### What the task requires
What are the names of all the functions defined in the code of the forum post about parallel prefix code?

### Selection
◇ ◇ ◇ ◇ ◇

I’m going through the Parallel Computing course at juliaacademy.com. They give this example of a prefix code being rewritten in parallel. However, the video does not go through it, and when I run it on my own, I get a lot of memory allocations in the benchmark for prefix_threads!
that I don’t know what it’s from.
Can anyone tell me why it’s doing so many allocations?
function prefix_serial!(y, ⊕)
for i=2:length(y)
y[i] = y[i-1] ⊕ y[i]
end
y
end
function prefix!(y, ⊕)
l=length(y)
k=ceil(Int, log2(l))
@inbounds for j=1:k, i=2^j:2^j:min(l, 2^k) #"reduce"
y[i] = y[i-2^(j-1)] ⊕ y[i]
end
@inbounds for j=(k-1):-1:1, i=3*2^(j-1):2^j:min(l, 2^k) #"expand"
y[i] = y[i-2^(j-1)] ⊕ y[i]
end
y
end
using .Threads
function prefix_threads!(y, ⊕)
l=length(y)
k=ceil(Int, log2(l))
for j=1:k
@threads for i=2^j:2^j:min(l, 2^k) #"reduce"
@inbounds y[i] = y[i-2^(j-1)] ⊕ y[i]
end
end
for j=(k-1):-1:1
@threads for i=3*2^(j-1):2^j:min(l, 2^k) #"expand"

◇ ◇ ◇ ◇ ◇

### Records shown
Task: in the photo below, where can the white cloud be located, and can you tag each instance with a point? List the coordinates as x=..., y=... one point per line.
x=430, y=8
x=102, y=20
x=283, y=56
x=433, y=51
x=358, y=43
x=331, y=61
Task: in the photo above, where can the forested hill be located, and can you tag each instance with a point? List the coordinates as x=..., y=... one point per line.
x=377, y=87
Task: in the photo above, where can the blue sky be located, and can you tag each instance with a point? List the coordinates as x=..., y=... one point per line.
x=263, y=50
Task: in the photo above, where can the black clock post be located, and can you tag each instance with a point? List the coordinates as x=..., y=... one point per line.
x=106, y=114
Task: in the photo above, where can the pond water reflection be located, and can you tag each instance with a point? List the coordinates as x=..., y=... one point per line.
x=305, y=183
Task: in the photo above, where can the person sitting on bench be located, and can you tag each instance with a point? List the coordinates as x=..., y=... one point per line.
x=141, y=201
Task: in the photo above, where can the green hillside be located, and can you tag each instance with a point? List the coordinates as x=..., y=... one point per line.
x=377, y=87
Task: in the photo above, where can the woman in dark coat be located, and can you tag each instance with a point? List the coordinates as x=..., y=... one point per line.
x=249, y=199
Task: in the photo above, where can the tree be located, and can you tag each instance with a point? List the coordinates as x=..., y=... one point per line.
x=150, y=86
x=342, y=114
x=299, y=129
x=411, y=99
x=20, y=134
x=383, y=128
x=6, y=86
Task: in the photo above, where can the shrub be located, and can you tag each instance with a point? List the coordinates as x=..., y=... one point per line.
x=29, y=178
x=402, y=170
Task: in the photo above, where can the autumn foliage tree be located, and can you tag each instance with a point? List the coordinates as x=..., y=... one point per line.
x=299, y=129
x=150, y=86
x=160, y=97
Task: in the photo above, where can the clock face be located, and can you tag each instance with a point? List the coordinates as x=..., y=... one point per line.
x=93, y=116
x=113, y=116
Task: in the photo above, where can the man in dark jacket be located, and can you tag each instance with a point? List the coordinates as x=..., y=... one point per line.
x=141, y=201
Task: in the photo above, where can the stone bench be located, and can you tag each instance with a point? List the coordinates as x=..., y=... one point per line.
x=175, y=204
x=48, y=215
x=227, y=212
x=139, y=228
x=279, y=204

◇ ◇ ◇ ◇ ◇

### The solution
prefix_serial!, prefix!, prefix_threads!